◆ **Directions for this task**: Pick up the blog post on Chipotle's food safety crisis from the point where it stops, following the line "Inconsistent messaging + hypocritical actions = not a good result."

(Document section begins)

Read about Chipotle’s recent food safety scandal and how crisis communications came in handy for them, as told by the IC PRSSA Blog Team.
By: Alexandra Rose
Chipotle is not only known to be fast and affordable, but also healthy. For example, Chipotle makes burrito bowls filled with fresh, non-processed ingredients and uses meat free of antibiotics and hormones. That is why it was shocking and slightly ironic that Chipotle’s downfall in its reputation had to do with issues of food safety. Starting in August 2015, the company made headlines not for an innovative new menu item, such as a Sushi burrito, but for a plethora of serious foodborne illnesses. Norovirus, tomatoes tainted with salmonella, life threatening E.coli outbreak, yuck! If this had happened at McDonalds or any other “unhealthy” food franchises, it probably wouldn’t have been as reputation damaging, as those places already are known to be somewhat of a health risk. However, Chipotle, a place that prides itself on having better food ethics than other fast food options, is held to a higher standard. This pedestal that Chipotle was put on is precisely why this crisis was so damaging.
Inconsistent messaging + hypocritical actions = not a good result.

(Document section ends)
(Dataset records begins)

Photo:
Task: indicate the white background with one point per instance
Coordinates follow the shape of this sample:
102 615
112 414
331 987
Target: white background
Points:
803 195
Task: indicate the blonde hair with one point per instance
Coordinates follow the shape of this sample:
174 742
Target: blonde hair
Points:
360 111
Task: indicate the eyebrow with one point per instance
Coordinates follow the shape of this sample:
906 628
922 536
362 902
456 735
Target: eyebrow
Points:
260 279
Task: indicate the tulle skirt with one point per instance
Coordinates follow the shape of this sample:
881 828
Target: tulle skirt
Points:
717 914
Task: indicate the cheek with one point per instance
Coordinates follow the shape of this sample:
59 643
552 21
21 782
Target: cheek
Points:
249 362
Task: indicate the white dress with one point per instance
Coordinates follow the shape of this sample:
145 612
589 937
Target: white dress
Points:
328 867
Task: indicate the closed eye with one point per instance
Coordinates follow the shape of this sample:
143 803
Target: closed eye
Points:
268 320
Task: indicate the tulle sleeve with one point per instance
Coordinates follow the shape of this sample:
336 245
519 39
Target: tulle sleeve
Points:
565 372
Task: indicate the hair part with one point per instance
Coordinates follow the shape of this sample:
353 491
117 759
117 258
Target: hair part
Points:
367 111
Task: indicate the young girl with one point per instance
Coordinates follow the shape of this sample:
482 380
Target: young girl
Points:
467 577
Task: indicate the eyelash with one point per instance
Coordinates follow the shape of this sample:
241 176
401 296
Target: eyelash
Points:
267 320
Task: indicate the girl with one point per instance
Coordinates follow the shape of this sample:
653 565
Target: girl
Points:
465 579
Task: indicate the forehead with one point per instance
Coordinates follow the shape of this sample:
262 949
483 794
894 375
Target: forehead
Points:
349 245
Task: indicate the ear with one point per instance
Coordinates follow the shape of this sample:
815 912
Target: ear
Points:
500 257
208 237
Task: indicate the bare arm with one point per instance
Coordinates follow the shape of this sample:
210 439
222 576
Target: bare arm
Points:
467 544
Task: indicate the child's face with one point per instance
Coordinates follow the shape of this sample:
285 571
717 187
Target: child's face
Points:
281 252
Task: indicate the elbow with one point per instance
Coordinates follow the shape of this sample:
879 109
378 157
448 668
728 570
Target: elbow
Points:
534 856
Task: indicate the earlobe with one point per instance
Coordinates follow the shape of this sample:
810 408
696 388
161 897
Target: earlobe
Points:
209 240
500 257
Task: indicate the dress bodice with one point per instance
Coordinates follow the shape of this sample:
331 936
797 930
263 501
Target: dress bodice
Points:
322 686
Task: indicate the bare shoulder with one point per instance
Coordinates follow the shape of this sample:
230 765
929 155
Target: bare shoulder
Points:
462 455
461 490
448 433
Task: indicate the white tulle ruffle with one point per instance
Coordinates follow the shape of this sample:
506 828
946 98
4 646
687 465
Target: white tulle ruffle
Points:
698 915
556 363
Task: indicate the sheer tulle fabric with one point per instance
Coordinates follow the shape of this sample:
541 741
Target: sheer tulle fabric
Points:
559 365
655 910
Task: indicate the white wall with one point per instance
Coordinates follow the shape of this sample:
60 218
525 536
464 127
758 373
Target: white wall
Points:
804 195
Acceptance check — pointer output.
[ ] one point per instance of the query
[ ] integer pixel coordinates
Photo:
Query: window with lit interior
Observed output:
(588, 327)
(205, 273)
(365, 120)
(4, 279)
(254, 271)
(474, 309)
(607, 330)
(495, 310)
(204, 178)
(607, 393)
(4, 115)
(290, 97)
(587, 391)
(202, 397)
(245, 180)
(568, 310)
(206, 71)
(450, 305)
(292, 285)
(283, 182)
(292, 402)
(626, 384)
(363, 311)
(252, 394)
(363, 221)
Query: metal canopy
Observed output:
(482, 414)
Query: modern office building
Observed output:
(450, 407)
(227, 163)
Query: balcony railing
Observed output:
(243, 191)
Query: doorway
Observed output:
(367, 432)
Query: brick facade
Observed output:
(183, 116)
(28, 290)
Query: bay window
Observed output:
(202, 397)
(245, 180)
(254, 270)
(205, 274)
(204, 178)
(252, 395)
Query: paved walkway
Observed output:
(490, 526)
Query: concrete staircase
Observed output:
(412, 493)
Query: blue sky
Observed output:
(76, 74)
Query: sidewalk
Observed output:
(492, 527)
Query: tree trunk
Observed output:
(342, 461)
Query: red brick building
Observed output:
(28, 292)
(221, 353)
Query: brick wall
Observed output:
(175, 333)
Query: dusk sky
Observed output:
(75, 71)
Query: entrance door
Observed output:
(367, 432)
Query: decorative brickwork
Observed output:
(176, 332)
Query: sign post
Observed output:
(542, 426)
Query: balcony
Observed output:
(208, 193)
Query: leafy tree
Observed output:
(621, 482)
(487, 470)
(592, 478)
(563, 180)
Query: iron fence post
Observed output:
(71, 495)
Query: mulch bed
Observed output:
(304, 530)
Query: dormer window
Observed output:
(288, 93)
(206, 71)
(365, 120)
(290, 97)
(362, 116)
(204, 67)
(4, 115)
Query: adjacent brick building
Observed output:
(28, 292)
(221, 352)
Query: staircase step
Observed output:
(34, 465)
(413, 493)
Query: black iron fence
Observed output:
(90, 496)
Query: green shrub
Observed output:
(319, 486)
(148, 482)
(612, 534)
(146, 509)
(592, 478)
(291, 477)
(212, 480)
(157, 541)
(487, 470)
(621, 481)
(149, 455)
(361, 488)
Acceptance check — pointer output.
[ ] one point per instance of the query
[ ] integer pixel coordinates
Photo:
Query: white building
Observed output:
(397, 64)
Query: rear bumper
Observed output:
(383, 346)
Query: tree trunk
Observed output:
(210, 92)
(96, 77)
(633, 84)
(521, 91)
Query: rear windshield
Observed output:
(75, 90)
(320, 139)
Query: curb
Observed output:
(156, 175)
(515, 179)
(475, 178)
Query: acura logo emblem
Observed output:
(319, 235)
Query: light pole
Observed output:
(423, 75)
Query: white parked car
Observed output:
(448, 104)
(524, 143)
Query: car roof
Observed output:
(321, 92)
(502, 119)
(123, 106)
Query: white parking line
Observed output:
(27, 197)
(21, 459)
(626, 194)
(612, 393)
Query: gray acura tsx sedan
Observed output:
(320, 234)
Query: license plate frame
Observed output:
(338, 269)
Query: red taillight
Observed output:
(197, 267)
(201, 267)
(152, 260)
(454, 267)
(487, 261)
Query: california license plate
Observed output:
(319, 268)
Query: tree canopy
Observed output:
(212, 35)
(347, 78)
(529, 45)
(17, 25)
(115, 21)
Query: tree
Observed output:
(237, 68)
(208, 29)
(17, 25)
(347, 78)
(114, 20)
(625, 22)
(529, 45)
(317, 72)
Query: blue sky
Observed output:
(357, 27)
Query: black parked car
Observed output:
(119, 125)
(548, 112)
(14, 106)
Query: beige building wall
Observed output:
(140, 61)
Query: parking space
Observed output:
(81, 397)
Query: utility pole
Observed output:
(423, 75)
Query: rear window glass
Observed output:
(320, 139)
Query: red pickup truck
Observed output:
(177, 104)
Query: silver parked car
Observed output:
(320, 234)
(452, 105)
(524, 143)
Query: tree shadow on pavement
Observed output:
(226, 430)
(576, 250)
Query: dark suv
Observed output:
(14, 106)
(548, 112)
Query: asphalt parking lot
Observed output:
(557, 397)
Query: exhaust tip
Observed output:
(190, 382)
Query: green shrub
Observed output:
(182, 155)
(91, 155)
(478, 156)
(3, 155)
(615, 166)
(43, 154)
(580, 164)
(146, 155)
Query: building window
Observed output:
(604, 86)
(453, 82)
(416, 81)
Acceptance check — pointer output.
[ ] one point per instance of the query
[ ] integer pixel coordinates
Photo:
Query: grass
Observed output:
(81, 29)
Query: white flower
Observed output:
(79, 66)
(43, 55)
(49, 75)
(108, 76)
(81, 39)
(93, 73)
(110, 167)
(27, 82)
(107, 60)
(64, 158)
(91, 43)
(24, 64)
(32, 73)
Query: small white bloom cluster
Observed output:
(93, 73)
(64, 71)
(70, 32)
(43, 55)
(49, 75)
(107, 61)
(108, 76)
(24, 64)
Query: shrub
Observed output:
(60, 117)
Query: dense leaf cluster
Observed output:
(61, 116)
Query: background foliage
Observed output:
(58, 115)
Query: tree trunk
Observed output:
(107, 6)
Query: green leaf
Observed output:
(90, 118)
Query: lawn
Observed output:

(Dataset records ends)

◆ **Response to this task**:
If Chipotle wanted to save its business, it had to be very careful about how it went about rebuilding its reputation. Instead of being secretive and making excuses about its actions, Chipotle was transparent with its consumers throughout the entire process. On February 8th, Chipotle shut down all of its 1500 locations for 4 hours so it could inform employees of the extra steps it was taking to make the food safer. This was a good start, as consumers knew that the company cared more about its well-being than serving them a potentially dangerous burrito. However, the company had a long way to go before gaining customers’ trust back.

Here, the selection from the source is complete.